▸ **READING TEXT**
★ ★ ★ ★ ★

NATIONAL YOUTH SERVICE CORPS

IN THE SUPREME COURT OF NIGERIA

16TH JULY 2004

SC. 196/2000

3PLR/2004/13  (SC)

OTHER CITATIONS

(2004) 13 NWLR (Pt.891) 639

 

BEFORE THEIR LORDSHIPS

IDRIS LEGBO KUTIGI, JSC (Presided)

SYLVESTER UMARU ONU, JSC

SAMSON ODEMWINGIE UWAIFO, JSC (Delivered the lead judgment)

NIKI TOBI, JSC

IGNATIUS CHUKWUDI PATS-ACHOLONU, JSC

 

REPRESENTATION

Appellant not represented

 

Ahmed T. Ibrahim ESQ. With, N.J. Uwaya ESQ, H.A Nwala ESQ. Miss Christiana Erekosima   –  For the Respondent

 

MAIN ISSUES

EMPLOYMENT AND LABOUR LAW – TERMINATION OF EMPLOYMENT:-

CONSTITUTIONAL LAW – JURISDICTION:-

PRACTICE AND PROCEDURES – COURT – Court of Appeal – Duty to decide the merit of a case upon issues canvassed before it.

★ ★ ★ ★ ★

▸ **EXTRACTED ENTRIES**
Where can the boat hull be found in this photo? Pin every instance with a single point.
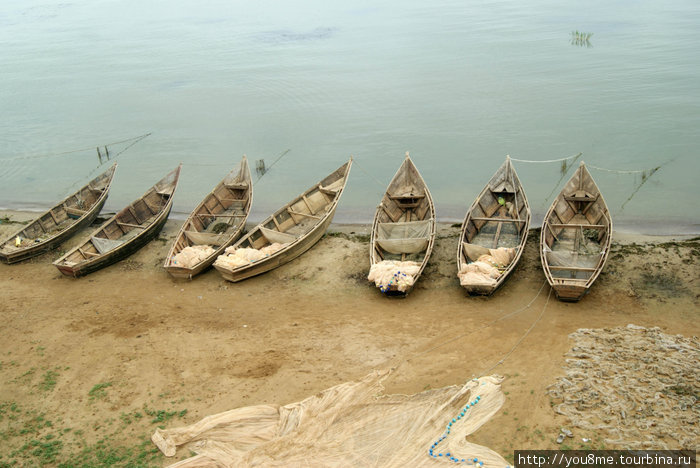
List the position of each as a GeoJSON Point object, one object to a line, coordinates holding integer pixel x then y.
{"type": "Point", "coordinates": [274, 261]}
{"type": "Point", "coordinates": [118, 253]}
{"type": "Point", "coordinates": [56, 241]}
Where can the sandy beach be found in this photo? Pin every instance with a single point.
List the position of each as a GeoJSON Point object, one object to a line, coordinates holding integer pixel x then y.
{"type": "Point", "coordinates": [90, 367]}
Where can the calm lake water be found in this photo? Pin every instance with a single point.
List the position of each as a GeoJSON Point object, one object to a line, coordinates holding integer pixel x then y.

★ ★ ★ ★ ★

▸ **TASK INSTRUCTIONS**
From the court report header, return the passage that begins at the words "(2004) 13 NWLR" and ends after the words "the lead judgment)", copied character for character.

▸ **WRITTEN RESPONSE**
(2004) 13 NWLR (Pt.891) 639

 

BEFORE THEIR LORDSHIPS

IDRIS LEGBO KUTIGI, JSC (Presided)

SYLVESTER UMARU ONU, JSC

SAMSON ODEMWINGIE UWAIFO, JSC (Delivered the lead judgment)